## BEGIN Recorded data

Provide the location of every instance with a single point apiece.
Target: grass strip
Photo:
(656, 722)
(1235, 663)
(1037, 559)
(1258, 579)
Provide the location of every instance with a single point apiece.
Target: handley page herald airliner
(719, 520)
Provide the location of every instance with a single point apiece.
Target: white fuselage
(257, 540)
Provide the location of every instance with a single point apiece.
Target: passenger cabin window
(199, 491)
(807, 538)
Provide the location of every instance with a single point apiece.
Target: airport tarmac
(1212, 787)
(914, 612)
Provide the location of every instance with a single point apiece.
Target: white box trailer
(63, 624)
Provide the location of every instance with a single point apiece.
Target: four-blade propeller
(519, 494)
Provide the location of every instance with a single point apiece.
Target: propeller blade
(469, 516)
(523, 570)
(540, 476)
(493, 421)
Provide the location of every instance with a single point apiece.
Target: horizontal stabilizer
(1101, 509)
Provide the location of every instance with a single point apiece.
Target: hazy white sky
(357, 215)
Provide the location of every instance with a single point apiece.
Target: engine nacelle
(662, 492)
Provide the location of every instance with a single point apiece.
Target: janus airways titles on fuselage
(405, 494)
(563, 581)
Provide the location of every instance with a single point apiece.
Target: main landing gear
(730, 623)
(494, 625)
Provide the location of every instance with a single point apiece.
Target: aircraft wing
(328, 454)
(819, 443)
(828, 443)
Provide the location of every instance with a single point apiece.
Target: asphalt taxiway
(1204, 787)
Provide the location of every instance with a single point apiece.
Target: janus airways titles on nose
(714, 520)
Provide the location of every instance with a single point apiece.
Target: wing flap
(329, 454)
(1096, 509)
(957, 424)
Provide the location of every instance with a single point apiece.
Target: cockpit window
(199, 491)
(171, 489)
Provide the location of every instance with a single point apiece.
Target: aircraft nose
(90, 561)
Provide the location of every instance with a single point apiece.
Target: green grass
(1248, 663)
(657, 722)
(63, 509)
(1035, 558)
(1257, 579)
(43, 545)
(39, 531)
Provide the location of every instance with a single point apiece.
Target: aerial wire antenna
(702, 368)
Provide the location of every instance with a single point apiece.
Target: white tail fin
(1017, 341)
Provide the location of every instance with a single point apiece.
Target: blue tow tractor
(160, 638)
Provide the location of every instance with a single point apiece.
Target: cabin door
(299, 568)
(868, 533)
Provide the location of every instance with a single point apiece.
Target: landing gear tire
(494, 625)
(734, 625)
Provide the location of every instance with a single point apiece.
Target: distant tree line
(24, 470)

## END Recorded data

#### What is required
Transcribe all lines as written.

#### Result
Provide the location of every instance with a single point apiece.
Target: grass strip
Photo:
(656, 722)
(1235, 663)
(1037, 559)
(1258, 579)
Provide the location of every instance with a single point apiece.
Target: handley page herald airliner
(719, 520)
Provide the location of every instance with a single point apiece.
Target: white fuselage
(257, 540)
Provide the location of every instance with a single point apiece.
Target: passenger cabin window
(199, 491)
(807, 538)
Provide the location of every instance with a single point apiece.
Target: airport tarmac
(1212, 787)
(914, 612)
Provide the location of every instance with a single point apiece.
Target: white box trailer
(63, 624)
Provide the location of every instance with a single point apiece.
Target: four-blade propeller
(519, 494)
Provide the location of every instance with a single point apiece.
Target: propeller blade
(469, 516)
(523, 570)
(540, 476)
(493, 421)
Provide the location of every instance with a single point apiece.
Target: horizontal stabilizer
(1101, 509)
Provide the location of every instance with a single point apiece.
Target: hazy white sky
(357, 215)
Provide the location of every instance with a single point apiece.
Target: engine nacelle
(662, 492)
Provide the location of every instance with a single point apiece.
Target: janus airways titles on fuselage
(405, 494)
(563, 581)
Provide the location of every instance with a single point apiece.
Target: main landing gear
(730, 623)
(494, 625)
Provide the location of every instance with a single point apiece.
Target: aircraft wing
(328, 454)
(819, 443)
(828, 443)
Provide the location of every instance with a single point apiece.
Target: asphalt taxiway
(1204, 787)
Provide the location of every instance with a single point apiece.
Target: janus airways titles on nose
(714, 520)
Provide the location of every instance with a single point apiece.
Target: wing flap
(329, 454)
(1096, 509)
(957, 424)
Provide the location of every instance with a single point apiece.
Target: cockpit window
(199, 491)
(171, 489)
Provide the location of every instance with a single point apiece.
Target: aircraft nose
(90, 561)
Provide the location of every instance with a single point apiece.
Target: green grass
(1248, 663)
(657, 722)
(63, 509)
(1035, 558)
(1257, 579)
(43, 545)
(39, 531)
Provide the location of every instance with a single point apiece.
Target: aerial wire antenna
(702, 368)
Provide the location of every instance with a single point apiece.
Target: white tail fin
(1017, 341)
Provide the location of every instance with a single point apiece.
Target: blue tow tractor
(160, 638)
Provide the location of every instance with a single point apiece.
Target: cabin door
(299, 568)
(868, 533)
Provide the location of every instance with a single point apiece.
Target: landing gear tire
(494, 625)
(734, 625)
Provide the location of every instance with a single point apiece.
Target: distant tree line
(24, 470)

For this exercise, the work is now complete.